__The task__. From the data below, repeat exactly the lines from the line with "the metal chain" to the line with "Question. Indicate a single point on every instance of the wall", both included.

*** Records shown ***

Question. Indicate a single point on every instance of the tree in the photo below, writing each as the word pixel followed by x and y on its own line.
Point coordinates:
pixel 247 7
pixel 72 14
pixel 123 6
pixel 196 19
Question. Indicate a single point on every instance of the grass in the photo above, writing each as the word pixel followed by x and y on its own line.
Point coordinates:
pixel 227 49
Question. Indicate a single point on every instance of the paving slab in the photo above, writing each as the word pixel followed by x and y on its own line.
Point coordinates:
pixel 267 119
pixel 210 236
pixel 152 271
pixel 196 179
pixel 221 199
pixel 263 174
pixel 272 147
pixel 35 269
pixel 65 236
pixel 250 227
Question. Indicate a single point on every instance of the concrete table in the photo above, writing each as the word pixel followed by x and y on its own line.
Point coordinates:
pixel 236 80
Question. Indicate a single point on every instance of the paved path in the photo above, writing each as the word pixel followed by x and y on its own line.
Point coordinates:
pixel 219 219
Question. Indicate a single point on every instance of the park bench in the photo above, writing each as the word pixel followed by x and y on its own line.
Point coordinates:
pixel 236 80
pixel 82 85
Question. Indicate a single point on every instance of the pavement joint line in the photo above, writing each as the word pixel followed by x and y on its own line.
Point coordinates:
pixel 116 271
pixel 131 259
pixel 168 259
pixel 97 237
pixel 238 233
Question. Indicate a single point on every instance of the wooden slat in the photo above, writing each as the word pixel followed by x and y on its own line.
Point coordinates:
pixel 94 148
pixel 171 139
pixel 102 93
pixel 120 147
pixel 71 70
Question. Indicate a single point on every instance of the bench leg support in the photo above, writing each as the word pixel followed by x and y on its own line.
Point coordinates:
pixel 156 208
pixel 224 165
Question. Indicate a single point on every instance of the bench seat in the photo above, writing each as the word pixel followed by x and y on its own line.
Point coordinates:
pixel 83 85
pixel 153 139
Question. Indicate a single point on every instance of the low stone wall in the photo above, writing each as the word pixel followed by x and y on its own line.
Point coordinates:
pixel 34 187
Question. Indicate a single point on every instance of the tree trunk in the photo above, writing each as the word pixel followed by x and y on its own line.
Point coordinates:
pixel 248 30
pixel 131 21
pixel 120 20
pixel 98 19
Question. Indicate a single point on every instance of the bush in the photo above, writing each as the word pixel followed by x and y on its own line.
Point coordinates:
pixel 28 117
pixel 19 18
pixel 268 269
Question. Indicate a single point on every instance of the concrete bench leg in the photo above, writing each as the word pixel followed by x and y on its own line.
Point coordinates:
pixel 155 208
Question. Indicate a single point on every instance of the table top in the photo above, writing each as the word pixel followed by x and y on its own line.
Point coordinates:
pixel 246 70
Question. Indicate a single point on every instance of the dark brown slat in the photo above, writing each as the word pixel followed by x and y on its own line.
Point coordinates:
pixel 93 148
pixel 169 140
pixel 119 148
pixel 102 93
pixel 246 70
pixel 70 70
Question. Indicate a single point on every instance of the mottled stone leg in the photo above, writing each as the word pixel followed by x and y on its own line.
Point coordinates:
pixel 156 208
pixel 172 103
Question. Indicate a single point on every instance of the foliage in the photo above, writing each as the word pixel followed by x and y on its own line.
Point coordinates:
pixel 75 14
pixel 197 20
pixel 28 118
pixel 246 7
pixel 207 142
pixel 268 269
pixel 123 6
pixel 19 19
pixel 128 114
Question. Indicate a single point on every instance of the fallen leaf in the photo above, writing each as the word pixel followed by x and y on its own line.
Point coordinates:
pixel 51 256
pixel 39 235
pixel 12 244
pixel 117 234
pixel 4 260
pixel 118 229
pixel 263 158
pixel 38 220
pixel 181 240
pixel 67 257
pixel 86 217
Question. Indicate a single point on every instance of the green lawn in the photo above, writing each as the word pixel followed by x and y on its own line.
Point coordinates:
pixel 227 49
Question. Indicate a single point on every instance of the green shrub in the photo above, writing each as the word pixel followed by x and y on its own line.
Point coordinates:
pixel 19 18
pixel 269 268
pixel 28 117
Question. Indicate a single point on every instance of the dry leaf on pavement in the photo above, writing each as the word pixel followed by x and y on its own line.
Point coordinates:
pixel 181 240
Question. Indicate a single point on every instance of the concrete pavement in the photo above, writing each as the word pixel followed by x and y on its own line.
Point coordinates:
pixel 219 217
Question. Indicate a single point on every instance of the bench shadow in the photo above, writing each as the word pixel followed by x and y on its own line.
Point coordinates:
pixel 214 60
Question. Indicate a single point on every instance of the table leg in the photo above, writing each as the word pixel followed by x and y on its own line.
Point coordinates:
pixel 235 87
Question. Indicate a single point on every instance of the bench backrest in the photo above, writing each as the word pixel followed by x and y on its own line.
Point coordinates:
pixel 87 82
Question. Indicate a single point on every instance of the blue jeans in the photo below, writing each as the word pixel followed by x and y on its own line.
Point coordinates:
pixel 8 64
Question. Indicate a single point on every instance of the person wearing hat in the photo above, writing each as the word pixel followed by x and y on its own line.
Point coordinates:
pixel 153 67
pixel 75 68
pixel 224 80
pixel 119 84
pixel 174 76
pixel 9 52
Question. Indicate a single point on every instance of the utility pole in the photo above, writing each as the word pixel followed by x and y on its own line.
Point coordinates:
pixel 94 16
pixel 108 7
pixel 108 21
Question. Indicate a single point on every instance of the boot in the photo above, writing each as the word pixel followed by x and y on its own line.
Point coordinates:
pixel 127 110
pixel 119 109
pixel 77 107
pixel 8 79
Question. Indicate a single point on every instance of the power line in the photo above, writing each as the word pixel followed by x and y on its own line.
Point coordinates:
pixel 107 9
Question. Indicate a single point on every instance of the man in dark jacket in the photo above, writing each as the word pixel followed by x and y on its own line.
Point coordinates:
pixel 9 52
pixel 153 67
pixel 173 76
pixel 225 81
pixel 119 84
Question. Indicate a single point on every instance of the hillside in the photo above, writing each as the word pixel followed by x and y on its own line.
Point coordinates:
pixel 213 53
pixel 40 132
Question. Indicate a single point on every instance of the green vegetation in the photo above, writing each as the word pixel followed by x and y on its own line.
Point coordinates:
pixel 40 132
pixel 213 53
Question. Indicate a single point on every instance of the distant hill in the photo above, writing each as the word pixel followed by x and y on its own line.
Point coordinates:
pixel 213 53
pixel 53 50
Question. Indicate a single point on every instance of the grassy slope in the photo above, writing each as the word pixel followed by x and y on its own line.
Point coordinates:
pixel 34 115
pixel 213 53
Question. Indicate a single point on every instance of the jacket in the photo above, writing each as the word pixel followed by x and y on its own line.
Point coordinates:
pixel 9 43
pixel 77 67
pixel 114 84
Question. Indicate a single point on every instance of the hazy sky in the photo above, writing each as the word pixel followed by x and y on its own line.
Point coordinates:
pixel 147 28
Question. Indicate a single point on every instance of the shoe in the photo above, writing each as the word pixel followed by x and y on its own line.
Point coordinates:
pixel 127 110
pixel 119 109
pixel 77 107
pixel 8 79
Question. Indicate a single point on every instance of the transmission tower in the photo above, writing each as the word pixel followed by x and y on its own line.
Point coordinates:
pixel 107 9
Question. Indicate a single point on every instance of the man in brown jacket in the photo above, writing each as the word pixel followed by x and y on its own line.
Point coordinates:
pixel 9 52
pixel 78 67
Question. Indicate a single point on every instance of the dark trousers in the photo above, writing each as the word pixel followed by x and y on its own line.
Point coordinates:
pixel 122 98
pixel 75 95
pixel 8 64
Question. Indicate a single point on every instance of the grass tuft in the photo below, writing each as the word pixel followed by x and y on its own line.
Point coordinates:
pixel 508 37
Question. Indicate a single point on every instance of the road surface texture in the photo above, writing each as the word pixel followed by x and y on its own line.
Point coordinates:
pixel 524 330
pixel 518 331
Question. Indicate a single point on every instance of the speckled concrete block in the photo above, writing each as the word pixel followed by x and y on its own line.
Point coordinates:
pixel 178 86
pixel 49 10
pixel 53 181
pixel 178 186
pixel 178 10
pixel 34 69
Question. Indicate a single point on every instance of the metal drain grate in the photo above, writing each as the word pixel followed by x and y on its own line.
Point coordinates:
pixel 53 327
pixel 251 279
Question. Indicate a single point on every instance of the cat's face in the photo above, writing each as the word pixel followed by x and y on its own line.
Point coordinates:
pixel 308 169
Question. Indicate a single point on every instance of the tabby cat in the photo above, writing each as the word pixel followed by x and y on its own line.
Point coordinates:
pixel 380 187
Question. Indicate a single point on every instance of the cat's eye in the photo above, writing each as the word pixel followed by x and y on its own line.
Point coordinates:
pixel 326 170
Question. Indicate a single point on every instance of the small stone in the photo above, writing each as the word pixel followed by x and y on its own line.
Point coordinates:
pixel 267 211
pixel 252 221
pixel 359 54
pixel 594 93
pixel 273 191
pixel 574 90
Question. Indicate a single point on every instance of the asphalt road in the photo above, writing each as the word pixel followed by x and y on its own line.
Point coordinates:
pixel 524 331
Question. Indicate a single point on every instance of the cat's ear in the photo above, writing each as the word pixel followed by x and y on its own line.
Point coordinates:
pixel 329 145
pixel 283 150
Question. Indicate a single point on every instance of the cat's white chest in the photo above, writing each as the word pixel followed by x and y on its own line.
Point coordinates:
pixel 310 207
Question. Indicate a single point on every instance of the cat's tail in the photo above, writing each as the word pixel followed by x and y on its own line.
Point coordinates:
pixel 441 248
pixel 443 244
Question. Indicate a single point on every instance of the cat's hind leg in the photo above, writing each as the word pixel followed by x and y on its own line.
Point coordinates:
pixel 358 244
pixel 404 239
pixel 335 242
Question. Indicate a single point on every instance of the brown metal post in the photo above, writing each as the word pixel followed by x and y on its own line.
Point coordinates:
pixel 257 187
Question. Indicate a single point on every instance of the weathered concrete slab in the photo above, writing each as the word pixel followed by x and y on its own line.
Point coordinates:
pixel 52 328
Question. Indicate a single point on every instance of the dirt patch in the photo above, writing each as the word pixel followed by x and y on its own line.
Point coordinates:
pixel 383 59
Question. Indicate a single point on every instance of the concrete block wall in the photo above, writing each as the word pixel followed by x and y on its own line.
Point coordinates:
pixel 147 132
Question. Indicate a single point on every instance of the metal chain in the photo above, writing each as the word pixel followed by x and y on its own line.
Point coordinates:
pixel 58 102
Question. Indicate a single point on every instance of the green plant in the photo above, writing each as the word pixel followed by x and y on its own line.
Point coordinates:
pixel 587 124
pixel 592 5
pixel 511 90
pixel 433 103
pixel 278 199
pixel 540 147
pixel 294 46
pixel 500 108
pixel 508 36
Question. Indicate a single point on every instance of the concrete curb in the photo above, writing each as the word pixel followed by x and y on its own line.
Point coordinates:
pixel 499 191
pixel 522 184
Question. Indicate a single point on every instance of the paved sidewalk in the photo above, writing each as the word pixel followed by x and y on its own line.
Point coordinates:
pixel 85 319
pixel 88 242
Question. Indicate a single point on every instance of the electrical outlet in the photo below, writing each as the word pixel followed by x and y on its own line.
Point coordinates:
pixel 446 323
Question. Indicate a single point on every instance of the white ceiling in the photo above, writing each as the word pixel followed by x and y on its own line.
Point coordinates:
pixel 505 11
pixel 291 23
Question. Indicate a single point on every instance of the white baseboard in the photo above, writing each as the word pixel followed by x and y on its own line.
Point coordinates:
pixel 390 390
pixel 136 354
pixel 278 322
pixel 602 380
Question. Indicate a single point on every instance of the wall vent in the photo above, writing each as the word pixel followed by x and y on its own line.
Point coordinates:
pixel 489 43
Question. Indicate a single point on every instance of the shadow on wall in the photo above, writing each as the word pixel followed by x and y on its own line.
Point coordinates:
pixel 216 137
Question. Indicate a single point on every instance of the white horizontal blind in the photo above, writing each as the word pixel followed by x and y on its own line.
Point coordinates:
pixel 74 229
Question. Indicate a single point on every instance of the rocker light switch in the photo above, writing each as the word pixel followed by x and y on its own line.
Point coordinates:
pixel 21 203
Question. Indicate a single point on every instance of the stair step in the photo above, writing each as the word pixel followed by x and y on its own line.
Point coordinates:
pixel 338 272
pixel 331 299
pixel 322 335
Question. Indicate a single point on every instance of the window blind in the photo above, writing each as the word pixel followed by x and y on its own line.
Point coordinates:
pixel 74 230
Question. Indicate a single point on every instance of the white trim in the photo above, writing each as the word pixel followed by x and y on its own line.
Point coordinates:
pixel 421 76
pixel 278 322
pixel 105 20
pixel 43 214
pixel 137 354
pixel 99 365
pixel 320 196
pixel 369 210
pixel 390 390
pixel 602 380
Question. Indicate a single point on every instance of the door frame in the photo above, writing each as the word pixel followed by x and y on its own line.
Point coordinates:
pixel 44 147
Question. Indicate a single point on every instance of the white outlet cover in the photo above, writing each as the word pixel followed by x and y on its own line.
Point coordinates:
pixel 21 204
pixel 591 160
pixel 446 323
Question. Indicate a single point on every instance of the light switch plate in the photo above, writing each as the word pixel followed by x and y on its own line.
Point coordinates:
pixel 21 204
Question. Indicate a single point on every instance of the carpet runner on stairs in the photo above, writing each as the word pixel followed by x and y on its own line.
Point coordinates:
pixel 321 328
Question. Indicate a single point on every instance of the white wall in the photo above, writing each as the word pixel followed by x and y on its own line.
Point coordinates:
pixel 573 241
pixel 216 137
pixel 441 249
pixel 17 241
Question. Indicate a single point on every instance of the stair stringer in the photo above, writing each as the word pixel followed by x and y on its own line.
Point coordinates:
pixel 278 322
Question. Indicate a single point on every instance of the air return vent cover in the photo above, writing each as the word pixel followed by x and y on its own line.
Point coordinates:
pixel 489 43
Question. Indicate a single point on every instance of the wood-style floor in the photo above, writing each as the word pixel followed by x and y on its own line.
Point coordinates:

*** End of Records shown ***

__Task output__.
Question. Indicate a single point on every instance of the metal chain in the photo above, writing each as the word pixel followed by x and y on its own line.
Point coordinates:
pixel 58 102
Question. Indicate a single point on every instance of the green plant in the photo above, writing each as the word pixel followed by x and y on its own line.
Point coordinates:
pixel 587 124
pixel 592 5
pixel 511 90
pixel 433 103
pixel 278 199
pixel 540 147
pixel 294 46
pixel 500 108
pixel 508 36
Question. Indicate a single point on every instance of the concrete curb in the photo above, writing each as the word pixel followed by x and y on its own line.
Point coordinates:
pixel 499 191
pixel 522 184
Question. Indicate a single point on every instance of the paved sidewalk in the photo above, writing each as the word pixel followed by x and y on its own line.
Point coordinates:
pixel 85 319
pixel 88 242
Question. Indicate a single point on every instance of the electrical outlet in the photo below, writing each as the word pixel followed by x and y on its own line.
Point coordinates:
pixel 446 323
Question. Indicate a single point on every instance of the white ceiling in the photo above, writing each as the word pixel followed by x and y on its own line.
Point coordinates:
pixel 505 11
pixel 291 23
Question. Indicate a single point on every instance of the white baseboard in the photo above, writing each as the word pixel followed by x and y on its own line.
Point coordinates:
pixel 390 390
pixel 136 354
pixel 278 322
pixel 602 380
Question. Indicate a single point on every instance of the wall vent in the photo above, writing each as the word pixel followed by x and y on its own line.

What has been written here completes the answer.